### Given instruction:
Exactly as given, write out the lines from the one containing "Task: point to the pink tank" through the end of the listing, with both ends included and nothing else.

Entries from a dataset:
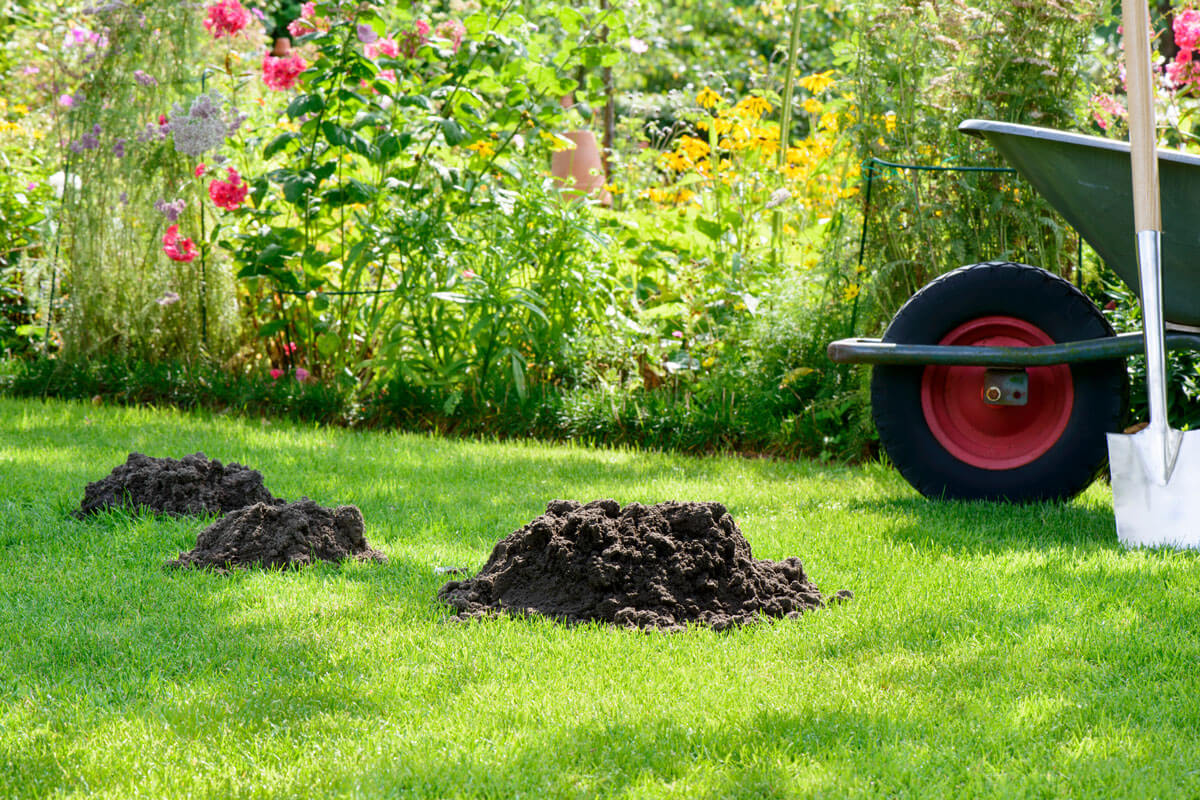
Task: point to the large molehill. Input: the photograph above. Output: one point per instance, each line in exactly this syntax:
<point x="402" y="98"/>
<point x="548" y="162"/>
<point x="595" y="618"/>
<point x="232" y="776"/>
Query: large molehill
<point x="658" y="566"/>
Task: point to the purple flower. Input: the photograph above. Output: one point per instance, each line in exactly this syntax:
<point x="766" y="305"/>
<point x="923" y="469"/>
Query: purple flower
<point x="171" y="210"/>
<point x="367" y="34"/>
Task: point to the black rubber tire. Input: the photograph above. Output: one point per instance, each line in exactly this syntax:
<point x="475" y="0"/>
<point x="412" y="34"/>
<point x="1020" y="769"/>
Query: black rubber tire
<point x="1027" y="293"/>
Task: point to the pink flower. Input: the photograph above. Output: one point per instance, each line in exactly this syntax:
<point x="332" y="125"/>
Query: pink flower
<point x="412" y="41"/>
<point x="178" y="248"/>
<point x="280" y="74"/>
<point x="1187" y="29"/>
<point x="383" y="47"/>
<point x="1183" y="71"/>
<point x="453" y="30"/>
<point x="226" y="18"/>
<point x="229" y="194"/>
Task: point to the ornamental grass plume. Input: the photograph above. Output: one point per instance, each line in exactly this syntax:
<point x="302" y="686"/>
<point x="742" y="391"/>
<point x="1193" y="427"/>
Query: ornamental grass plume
<point x="228" y="194"/>
<point x="177" y="247"/>
<point x="202" y="127"/>
<point x="226" y="18"/>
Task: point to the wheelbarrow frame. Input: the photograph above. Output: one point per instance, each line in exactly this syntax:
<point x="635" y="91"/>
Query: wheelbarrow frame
<point x="923" y="391"/>
<point x="1087" y="180"/>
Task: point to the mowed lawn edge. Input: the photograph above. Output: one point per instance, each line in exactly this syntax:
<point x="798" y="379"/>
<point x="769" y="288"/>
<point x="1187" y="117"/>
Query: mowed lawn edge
<point x="990" y="649"/>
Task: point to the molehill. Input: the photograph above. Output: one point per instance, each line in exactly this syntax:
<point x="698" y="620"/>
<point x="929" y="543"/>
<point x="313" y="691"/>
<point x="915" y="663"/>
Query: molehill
<point x="193" y="485"/>
<point x="658" y="566"/>
<point x="281" y="536"/>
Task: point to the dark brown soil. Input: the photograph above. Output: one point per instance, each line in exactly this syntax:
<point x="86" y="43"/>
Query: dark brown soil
<point x="279" y="536"/>
<point x="657" y="566"/>
<point x="192" y="485"/>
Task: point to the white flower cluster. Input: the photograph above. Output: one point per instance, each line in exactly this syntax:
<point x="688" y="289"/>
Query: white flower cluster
<point x="204" y="126"/>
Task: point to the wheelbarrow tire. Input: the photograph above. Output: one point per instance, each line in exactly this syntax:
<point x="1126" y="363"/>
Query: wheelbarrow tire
<point x="933" y="422"/>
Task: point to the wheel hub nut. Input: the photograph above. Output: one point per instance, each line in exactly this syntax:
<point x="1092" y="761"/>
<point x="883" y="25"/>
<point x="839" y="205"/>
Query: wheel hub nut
<point x="1006" y="388"/>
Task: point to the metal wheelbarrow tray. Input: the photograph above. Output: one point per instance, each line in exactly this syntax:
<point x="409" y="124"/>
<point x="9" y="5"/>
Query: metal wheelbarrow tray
<point x="1000" y="380"/>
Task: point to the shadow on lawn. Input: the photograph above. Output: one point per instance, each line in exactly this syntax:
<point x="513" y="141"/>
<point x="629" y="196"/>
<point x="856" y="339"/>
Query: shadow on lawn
<point x="978" y="528"/>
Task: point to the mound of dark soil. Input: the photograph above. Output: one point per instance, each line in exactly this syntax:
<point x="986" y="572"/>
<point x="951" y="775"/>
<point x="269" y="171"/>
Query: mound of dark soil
<point x="192" y="485"/>
<point x="292" y="535"/>
<point x="658" y="566"/>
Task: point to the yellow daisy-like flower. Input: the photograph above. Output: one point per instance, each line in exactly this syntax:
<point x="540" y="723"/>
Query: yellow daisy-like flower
<point x="693" y="148"/>
<point x="483" y="148"/>
<point x="817" y="82"/>
<point x="753" y="107"/>
<point x="708" y="98"/>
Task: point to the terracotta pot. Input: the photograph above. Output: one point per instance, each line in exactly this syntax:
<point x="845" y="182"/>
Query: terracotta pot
<point x="581" y="170"/>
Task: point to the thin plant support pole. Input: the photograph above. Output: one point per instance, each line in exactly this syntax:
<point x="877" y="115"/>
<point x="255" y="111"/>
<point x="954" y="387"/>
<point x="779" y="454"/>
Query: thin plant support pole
<point x="610" y="106"/>
<point x="204" y="283"/>
<point x="785" y="131"/>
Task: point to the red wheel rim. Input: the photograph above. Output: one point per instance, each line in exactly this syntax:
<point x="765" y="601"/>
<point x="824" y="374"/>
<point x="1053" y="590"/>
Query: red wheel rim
<point x="996" y="437"/>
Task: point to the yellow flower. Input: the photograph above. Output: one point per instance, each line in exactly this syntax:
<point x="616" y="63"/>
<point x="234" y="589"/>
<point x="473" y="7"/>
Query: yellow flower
<point x="707" y="97"/>
<point x="484" y="149"/>
<point x="817" y="82"/>
<point x="693" y="148"/>
<point x="753" y="107"/>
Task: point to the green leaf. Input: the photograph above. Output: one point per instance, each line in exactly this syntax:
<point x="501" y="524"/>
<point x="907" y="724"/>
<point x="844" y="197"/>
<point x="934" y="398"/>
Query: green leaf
<point x="328" y="343"/>
<point x="454" y="133"/>
<point x="279" y="143"/>
<point x="305" y="104"/>
<point x="271" y="328"/>
<point x="709" y="228"/>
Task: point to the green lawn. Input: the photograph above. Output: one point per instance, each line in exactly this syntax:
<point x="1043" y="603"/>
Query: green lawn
<point x="989" y="650"/>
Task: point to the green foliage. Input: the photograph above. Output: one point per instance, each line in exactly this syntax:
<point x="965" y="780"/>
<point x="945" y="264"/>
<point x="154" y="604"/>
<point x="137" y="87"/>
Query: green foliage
<point x="402" y="220"/>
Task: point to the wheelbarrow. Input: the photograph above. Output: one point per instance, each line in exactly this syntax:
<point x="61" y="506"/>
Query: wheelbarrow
<point x="1000" y="380"/>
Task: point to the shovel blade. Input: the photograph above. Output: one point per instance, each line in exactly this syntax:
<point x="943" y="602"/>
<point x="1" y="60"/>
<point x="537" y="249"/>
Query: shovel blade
<point x="1152" y="511"/>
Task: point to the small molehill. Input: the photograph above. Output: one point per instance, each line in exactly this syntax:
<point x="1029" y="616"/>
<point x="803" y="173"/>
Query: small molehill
<point x="280" y="536"/>
<point x="658" y="566"/>
<point x="193" y="485"/>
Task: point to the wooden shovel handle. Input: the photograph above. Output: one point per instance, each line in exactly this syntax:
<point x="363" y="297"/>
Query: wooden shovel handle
<point x="1146" y="209"/>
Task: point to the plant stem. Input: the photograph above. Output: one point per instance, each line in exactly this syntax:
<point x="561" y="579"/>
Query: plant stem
<point x="785" y="131"/>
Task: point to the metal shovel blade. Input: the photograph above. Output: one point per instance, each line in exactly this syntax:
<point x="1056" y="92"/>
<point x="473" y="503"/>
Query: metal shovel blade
<point x="1156" y="473"/>
<point x="1152" y="512"/>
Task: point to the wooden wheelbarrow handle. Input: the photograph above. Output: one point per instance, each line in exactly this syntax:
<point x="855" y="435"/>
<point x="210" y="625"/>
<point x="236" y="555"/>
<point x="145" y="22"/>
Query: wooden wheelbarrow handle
<point x="1146" y="206"/>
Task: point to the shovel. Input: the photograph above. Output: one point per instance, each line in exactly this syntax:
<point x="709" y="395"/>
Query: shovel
<point x="1156" y="471"/>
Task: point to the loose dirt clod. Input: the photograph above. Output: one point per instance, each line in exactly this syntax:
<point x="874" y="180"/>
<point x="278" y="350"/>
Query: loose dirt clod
<point x="193" y="485"/>
<point x="292" y="535"/>
<point x="658" y="566"/>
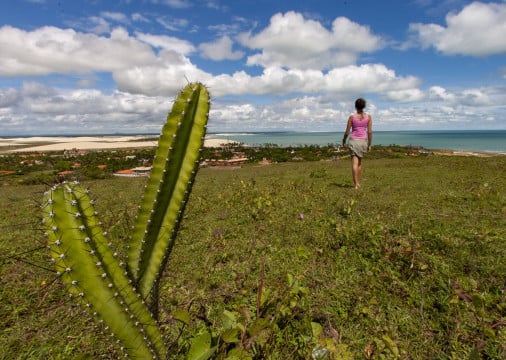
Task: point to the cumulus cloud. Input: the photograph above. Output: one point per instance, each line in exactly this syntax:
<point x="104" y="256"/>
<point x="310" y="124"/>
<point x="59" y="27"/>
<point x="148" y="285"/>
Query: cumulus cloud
<point x="477" y="30"/>
<point x="315" y="47"/>
<point x="220" y="50"/>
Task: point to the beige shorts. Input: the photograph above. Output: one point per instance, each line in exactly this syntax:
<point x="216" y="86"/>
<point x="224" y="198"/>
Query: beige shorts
<point x="358" y="147"/>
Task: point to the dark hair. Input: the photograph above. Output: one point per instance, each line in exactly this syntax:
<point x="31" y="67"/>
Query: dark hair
<point x="360" y="104"/>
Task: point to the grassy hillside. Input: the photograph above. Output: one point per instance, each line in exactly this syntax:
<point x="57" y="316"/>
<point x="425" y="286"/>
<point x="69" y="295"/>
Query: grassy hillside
<point x="411" y="266"/>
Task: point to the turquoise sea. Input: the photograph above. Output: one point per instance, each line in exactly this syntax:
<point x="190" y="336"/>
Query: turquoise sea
<point x="457" y="140"/>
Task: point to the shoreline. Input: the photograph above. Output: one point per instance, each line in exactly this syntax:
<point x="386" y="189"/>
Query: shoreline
<point x="61" y="143"/>
<point x="111" y="142"/>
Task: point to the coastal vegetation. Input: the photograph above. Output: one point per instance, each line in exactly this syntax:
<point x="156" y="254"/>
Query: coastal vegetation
<point x="289" y="261"/>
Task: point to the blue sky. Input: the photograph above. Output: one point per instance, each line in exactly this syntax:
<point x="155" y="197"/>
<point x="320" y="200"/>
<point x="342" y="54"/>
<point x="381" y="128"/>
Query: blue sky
<point x="104" y="67"/>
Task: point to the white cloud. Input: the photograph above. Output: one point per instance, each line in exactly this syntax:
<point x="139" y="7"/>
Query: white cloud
<point x="220" y="50"/>
<point x="478" y="30"/>
<point x="50" y="50"/>
<point x="294" y="42"/>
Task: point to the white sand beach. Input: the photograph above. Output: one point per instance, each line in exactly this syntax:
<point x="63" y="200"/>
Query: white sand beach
<point x="41" y="143"/>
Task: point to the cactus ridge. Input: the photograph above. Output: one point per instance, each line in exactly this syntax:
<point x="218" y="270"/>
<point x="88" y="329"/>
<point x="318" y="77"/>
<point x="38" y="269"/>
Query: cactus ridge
<point x="112" y="291"/>
<point x="169" y="185"/>
<point x="87" y="264"/>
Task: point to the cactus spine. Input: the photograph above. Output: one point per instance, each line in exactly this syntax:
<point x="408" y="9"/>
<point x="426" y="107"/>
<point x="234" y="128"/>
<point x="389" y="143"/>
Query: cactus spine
<point x="115" y="292"/>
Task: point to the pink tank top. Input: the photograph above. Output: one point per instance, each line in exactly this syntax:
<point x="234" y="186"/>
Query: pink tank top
<point x="359" y="126"/>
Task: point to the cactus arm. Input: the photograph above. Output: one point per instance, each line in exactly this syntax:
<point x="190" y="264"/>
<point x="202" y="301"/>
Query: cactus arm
<point x="89" y="268"/>
<point x="174" y="167"/>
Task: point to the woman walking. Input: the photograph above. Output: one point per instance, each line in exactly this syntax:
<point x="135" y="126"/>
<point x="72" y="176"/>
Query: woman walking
<point x="360" y="125"/>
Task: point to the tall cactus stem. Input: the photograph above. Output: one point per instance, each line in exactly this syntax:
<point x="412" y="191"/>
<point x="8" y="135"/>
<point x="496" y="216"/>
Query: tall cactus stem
<point x="168" y="188"/>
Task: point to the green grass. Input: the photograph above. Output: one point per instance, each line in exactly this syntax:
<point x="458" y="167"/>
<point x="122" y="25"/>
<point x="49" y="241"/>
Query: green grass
<point x="411" y="266"/>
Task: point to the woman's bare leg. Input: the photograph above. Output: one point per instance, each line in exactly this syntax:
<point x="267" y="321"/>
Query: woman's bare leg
<point x="356" y="169"/>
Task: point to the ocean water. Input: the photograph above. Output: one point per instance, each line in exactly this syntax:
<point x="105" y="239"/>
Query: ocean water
<point x="468" y="140"/>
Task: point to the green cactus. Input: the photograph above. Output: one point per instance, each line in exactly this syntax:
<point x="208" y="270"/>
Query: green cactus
<point x="174" y="168"/>
<point x="114" y="292"/>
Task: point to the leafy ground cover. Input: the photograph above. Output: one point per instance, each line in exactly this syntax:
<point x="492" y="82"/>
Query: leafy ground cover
<point x="288" y="261"/>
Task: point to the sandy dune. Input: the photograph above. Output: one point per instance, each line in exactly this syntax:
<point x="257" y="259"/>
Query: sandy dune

### Answer to the problem:
Task: point to the pink tank top. Input: the photograph above. Output: one point per instance, each line in exactly this syntax:
<point x="234" y="186"/>
Query: pink tank top
<point x="359" y="126"/>
Task: point to the cactus arm. Input: the photograph above. Output: one point per instance, each line in exactly this syntax:
<point x="190" y="264"/>
<point x="202" y="301"/>
Query: cactus arm
<point x="89" y="268"/>
<point x="174" y="167"/>
Task: point to the woman walking. Input: the photograph above. Output: one point per instance, each line in exactly this syntax:
<point x="135" y="126"/>
<point x="72" y="176"/>
Query: woman walking
<point x="360" y="125"/>
Task: point to the tall cactus stem. Input: the photograph above. Output: one point per instance, each line in exactly this syntax:
<point x="412" y="191"/>
<point x="8" y="135"/>
<point x="496" y="216"/>
Query: tall cactus stem
<point x="168" y="188"/>
Task: point to the green grass. Input: the photograph above. Output: one point per instance, each line in exactly this syntax:
<point x="458" y="167"/>
<point x="122" y="25"/>
<point x="49" y="241"/>
Query: green grass
<point x="411" y="266"/>
Task: point to the woman's bare leg. Input: the photograph above. Output: one point per instance, each line in exactly this syntax:
<point x="267" y="321"/>
Query: woman's bare leg
<point x="356" y="169"/>
Task: point to the ocean water. Input: the photograph above. Output: one point per instance, each line in exactly this syntax:
<point x="105" y="239"/>
Query: ocean water
<point x="468" y="140"/>
Task: point to the green cactus. Input: the photograph above. Output: one point per instance, each line in exactly this syntax:
<point x="208" y="270"/>
Query: green cactus
<point x="174" y="168"/>
<point x="114" y="292"/>
Task: point to the leafy ground cover. Input: the photograph above. Output: one point per instance, each line in exactly this syntax:
<point x="492" y="82"/>
Query: leafy ground cover
<point x="288" y="261"/>
Task: point to the sandy dune. Input: the photograph above. Output: one point per instance, each line in exactly this syntax:
<point x="257" y="259"/>
Query: sandy dune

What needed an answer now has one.